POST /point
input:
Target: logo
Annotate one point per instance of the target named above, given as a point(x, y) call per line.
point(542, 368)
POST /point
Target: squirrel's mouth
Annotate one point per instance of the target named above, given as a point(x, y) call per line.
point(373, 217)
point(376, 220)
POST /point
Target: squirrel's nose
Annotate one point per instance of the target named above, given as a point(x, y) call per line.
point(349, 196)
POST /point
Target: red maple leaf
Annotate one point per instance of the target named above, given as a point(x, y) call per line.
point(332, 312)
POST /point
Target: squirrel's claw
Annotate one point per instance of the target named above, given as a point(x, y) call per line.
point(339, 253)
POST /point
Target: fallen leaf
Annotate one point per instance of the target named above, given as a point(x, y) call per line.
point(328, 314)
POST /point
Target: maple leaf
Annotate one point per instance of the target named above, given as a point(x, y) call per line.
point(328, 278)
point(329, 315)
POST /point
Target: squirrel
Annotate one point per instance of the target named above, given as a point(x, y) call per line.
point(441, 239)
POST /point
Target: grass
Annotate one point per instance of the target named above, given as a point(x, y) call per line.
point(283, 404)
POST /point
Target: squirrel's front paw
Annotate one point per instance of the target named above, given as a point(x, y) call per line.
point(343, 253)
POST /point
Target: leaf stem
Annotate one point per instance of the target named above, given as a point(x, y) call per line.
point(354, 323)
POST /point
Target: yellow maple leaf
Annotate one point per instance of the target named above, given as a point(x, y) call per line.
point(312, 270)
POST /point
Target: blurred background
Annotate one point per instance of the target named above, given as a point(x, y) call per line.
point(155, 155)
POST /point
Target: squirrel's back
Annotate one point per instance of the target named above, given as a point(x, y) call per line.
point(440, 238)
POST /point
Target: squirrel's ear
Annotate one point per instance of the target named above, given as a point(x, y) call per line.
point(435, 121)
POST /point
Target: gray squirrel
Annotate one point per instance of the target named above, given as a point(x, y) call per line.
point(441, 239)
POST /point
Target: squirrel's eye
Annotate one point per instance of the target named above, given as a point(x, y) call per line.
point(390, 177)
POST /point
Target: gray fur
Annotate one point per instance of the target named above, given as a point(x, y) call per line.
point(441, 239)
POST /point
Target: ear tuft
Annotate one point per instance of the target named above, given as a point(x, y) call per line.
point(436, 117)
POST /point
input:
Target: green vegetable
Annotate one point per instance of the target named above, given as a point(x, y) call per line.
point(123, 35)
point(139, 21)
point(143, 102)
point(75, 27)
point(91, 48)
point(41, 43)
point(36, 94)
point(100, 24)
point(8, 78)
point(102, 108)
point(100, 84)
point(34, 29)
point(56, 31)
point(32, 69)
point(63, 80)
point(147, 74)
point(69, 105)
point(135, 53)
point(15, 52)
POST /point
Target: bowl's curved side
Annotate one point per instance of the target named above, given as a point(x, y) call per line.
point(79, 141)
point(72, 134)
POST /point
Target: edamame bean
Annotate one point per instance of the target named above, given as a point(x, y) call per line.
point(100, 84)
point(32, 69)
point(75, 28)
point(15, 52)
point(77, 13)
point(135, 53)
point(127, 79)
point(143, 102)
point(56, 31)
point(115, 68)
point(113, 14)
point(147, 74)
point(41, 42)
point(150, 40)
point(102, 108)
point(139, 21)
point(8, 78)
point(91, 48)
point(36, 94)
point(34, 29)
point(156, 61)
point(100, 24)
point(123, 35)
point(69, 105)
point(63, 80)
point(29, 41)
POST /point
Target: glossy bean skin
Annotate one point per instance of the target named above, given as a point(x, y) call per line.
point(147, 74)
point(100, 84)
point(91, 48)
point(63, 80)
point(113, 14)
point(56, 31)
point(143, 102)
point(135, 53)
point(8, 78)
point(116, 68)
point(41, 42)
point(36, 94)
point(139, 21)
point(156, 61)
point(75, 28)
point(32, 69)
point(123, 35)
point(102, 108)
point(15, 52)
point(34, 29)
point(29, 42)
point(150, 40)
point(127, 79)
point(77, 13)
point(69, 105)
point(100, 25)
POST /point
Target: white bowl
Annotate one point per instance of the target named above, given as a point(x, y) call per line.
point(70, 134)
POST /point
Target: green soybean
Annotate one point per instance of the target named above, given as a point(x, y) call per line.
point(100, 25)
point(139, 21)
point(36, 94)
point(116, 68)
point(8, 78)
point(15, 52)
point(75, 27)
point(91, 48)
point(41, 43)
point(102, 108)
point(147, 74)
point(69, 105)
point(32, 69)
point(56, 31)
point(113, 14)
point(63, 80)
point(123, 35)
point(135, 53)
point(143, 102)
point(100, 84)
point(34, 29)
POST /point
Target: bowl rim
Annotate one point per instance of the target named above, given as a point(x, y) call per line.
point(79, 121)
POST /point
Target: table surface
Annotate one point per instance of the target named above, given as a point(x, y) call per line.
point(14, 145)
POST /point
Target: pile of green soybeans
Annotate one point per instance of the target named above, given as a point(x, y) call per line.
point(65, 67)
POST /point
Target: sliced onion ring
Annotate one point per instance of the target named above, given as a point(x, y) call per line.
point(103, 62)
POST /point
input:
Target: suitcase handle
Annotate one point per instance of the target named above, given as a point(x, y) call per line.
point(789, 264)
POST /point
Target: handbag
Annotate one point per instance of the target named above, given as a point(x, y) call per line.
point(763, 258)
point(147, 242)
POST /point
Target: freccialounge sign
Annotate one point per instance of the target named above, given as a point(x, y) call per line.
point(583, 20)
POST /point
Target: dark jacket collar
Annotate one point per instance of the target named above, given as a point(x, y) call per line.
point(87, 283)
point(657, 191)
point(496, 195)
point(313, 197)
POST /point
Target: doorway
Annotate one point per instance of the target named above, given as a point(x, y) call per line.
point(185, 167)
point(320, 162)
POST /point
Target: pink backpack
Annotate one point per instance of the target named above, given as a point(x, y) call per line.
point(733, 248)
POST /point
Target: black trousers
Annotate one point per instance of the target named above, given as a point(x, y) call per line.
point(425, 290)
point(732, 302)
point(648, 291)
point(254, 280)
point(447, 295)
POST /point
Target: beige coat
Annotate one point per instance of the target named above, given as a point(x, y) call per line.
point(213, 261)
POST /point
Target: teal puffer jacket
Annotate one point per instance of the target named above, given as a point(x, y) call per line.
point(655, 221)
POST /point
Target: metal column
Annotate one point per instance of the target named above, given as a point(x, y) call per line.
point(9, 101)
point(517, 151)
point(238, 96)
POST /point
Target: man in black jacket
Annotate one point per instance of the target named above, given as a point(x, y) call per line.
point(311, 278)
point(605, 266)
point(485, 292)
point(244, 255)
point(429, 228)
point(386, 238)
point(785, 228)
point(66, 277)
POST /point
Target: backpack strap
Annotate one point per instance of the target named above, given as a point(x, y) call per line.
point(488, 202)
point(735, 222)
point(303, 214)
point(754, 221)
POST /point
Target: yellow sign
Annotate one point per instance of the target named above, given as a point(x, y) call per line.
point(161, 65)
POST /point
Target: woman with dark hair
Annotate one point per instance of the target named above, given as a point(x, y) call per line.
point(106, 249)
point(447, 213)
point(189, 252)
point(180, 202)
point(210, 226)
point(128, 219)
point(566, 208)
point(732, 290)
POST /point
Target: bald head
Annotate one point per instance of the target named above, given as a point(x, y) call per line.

· · · · ·

▶ What you are asked to do
Starting at the first line of the records and stopping after the line that contains "point(329, 315)", rewrite every line, requests included. Scale each point coordinate in the answers by 2.4 and round it to a whole number, with halves rounding up.

▶ Solution below
POST /point
input:
Target: logo
Annotate one point per instance of the target named above, given as a point(x, y) call per line.
point(1301, 883)
POST /point
Target: squirrel's mouth
Annotate one point per instance of the target named above, given as a point(x, y) call per line.
point(895, 521)
point(902, 528)
POST /point
Target: squirrel's nose
Annotate one point per instance of the target named above, given as a point(x, y) call per line.
point(838, 470)
POST /point
Target: red maple leaf
Annotate one point per instance of the target named above, given as a point(x, y) call per line.
point(797, 749)
POST /point
Target: squirrel's claw
Annotate one point per instance of the target named above, given as a point(x, y) call per line.
point(814, 607)
POST /point
Target: fallen leaf
Annotate one point per instance of the target named above, given as a point(x, y) call per line.
point(787, 754)
POST /point
Target: maple leaf
Annotate one point per instance of the target named above, given as a point(x, y) call per line.
point(787, 667)
point(790, 756)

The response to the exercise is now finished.